Dataset excerpts on pointing at objects
____________
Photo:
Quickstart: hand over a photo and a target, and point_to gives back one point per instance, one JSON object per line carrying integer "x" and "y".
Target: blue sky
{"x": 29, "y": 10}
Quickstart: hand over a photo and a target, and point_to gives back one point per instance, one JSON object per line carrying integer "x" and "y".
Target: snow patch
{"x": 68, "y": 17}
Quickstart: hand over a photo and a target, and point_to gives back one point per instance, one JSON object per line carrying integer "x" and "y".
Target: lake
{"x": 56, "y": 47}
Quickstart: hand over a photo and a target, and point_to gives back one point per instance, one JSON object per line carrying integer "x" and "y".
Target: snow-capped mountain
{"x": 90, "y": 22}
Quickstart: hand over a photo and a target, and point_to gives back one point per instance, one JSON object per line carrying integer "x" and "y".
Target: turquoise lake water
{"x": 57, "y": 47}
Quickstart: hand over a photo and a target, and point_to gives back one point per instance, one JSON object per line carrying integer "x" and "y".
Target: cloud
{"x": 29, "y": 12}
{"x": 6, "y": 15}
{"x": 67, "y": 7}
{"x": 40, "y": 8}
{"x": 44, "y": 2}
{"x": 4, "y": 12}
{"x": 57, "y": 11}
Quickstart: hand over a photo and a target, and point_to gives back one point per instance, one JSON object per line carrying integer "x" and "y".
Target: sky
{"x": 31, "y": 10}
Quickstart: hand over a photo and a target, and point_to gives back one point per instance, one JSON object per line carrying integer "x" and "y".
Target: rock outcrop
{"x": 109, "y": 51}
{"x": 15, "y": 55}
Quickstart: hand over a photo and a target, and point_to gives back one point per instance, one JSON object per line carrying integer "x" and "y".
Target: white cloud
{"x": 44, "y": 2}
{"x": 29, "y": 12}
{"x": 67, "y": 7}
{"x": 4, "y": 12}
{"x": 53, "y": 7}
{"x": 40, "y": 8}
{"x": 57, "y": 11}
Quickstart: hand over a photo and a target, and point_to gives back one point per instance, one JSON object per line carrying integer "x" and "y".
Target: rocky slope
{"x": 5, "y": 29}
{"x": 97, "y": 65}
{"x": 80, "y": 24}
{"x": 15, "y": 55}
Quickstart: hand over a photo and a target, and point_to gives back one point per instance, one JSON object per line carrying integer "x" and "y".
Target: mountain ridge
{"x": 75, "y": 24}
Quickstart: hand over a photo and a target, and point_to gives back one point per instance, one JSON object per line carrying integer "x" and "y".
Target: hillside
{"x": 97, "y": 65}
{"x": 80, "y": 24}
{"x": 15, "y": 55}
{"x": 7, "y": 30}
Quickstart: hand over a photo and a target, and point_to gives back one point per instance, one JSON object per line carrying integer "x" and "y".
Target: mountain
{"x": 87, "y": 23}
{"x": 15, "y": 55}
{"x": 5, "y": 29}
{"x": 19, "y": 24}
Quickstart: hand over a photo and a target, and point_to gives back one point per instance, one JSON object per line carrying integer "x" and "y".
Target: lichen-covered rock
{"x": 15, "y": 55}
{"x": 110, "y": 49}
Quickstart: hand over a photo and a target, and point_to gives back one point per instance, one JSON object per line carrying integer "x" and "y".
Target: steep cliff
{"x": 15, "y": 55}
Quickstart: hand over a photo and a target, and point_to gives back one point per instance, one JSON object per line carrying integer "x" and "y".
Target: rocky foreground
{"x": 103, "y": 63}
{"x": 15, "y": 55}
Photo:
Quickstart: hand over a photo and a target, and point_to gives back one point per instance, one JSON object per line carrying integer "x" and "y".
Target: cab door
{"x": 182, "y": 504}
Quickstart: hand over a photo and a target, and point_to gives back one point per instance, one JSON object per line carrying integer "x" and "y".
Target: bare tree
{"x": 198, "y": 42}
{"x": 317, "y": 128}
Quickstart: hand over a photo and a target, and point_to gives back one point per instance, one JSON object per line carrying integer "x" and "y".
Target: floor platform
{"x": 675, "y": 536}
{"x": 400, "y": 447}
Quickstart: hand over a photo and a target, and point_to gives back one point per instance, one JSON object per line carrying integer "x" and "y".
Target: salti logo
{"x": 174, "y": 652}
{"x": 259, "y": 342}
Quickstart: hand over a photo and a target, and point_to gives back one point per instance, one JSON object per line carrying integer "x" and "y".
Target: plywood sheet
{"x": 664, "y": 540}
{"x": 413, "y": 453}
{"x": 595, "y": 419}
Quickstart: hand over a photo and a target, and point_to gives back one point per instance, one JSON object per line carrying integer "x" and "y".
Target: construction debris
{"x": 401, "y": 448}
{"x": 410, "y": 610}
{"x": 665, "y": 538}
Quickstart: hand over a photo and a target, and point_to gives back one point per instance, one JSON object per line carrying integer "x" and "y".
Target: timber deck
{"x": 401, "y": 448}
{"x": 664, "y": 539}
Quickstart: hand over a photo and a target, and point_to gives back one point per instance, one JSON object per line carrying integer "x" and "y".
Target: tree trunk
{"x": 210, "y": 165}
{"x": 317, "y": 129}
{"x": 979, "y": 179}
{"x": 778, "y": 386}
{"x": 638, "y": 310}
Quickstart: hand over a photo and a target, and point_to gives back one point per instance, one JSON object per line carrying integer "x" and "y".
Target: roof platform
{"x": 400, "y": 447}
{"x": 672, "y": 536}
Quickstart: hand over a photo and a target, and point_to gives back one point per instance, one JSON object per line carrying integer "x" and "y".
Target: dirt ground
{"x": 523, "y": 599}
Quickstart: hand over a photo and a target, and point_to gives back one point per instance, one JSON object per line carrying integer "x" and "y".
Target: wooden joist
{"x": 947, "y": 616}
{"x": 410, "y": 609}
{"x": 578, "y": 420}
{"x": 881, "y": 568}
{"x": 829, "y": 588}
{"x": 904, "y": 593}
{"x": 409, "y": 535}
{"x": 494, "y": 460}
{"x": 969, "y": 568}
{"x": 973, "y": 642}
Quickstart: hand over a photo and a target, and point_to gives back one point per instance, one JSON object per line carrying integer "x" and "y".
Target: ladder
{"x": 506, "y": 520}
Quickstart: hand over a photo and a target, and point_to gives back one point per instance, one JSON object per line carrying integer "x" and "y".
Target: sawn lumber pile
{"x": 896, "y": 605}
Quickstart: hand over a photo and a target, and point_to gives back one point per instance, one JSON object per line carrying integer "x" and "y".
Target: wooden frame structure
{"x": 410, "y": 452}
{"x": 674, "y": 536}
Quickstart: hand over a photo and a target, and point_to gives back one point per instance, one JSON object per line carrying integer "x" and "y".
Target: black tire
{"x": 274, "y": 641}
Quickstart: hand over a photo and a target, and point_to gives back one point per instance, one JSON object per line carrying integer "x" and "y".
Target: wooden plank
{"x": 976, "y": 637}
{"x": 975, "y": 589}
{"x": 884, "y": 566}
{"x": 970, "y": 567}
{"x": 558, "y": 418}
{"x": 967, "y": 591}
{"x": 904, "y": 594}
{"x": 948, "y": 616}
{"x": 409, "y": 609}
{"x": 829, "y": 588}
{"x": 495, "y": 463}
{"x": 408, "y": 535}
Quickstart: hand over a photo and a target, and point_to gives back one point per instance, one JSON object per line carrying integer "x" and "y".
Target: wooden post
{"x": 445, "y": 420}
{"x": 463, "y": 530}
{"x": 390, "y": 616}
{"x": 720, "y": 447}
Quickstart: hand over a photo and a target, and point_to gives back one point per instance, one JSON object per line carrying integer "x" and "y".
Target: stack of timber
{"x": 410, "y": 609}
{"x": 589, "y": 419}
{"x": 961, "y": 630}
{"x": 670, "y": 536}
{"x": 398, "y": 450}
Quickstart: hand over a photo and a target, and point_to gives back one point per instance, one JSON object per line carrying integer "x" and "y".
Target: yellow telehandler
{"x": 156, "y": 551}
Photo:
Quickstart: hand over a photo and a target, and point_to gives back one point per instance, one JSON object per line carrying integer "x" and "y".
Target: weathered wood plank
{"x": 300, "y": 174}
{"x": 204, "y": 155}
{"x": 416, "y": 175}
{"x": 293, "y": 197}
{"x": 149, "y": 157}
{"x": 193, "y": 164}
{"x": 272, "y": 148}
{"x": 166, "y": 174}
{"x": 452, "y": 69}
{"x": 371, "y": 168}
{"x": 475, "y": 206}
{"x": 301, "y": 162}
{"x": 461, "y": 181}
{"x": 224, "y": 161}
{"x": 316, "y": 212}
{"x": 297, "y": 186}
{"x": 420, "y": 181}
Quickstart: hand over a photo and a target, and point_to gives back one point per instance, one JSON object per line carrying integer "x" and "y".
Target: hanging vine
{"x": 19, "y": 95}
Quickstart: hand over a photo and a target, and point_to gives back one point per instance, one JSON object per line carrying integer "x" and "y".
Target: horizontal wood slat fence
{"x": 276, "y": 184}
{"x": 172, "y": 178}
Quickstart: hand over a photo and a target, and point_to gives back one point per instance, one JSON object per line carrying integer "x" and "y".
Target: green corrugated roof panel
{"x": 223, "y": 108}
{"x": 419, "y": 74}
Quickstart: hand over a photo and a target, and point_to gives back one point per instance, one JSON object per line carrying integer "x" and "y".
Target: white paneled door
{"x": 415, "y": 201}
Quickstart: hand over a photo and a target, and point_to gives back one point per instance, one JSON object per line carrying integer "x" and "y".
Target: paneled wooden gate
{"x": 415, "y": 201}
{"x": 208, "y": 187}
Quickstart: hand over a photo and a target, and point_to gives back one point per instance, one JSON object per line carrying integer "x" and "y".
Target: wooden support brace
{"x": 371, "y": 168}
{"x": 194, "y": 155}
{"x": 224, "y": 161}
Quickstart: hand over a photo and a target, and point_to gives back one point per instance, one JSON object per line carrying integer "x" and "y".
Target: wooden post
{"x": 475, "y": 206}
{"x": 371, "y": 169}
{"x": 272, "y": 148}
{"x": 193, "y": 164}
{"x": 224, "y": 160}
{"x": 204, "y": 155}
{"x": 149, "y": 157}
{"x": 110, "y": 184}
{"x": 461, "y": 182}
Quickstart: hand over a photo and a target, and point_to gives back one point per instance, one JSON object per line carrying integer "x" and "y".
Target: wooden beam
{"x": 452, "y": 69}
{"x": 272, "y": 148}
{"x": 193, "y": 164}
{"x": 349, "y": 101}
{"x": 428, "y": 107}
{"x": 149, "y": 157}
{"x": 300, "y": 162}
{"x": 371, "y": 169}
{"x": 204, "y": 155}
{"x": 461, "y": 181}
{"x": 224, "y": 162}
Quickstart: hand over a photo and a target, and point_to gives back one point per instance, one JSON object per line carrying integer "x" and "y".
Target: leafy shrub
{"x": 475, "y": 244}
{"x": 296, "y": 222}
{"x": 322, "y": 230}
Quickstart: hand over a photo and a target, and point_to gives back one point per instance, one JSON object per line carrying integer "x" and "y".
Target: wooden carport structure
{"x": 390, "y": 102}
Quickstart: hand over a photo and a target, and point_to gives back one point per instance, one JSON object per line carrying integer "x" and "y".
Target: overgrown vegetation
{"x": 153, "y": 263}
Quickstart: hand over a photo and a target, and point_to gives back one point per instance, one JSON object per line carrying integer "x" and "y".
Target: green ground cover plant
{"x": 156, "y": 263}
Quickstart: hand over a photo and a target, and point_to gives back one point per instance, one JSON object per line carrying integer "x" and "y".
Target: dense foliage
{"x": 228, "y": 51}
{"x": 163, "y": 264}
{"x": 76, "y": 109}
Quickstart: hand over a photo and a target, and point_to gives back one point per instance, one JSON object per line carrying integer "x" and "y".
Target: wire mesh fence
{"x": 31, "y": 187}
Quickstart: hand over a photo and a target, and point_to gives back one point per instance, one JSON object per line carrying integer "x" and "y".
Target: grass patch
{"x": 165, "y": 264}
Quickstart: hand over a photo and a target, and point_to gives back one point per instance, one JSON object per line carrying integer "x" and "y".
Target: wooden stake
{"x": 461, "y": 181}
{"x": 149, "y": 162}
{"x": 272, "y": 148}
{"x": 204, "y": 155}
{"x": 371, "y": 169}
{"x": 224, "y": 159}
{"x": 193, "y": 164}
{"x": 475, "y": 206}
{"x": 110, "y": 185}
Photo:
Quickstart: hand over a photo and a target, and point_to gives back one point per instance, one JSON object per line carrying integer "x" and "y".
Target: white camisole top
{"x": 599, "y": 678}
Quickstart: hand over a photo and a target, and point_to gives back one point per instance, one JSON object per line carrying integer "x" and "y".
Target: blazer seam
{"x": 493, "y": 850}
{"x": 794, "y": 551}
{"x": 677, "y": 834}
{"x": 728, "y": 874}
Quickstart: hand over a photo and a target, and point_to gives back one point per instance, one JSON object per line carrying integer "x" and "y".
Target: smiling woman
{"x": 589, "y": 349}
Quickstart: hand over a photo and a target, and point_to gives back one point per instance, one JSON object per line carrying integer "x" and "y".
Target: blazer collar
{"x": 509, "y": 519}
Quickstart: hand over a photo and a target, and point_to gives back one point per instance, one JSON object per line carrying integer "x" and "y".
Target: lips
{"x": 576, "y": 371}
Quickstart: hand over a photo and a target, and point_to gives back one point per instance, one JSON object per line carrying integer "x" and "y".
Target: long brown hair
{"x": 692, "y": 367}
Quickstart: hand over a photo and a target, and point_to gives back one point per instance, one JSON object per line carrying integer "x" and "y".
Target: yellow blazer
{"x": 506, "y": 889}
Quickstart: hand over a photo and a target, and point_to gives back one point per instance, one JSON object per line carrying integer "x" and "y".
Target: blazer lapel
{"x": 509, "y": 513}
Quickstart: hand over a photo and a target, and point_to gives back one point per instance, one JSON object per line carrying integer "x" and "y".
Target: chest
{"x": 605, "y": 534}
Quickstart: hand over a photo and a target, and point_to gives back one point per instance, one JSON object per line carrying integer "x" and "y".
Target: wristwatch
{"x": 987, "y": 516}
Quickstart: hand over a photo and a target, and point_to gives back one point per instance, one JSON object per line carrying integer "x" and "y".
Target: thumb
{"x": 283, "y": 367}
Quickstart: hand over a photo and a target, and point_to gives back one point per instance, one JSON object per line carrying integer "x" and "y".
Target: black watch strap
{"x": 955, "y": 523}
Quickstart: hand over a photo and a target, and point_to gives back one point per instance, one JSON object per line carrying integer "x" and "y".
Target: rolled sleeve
____________
● WHAT IS REQUIRED: Return every line of the items above that contains the word "patch", treating uppercase and lowercase as different.

● ANSWER TO THE PROBLEM:
Target: snow patch
Target: grass patch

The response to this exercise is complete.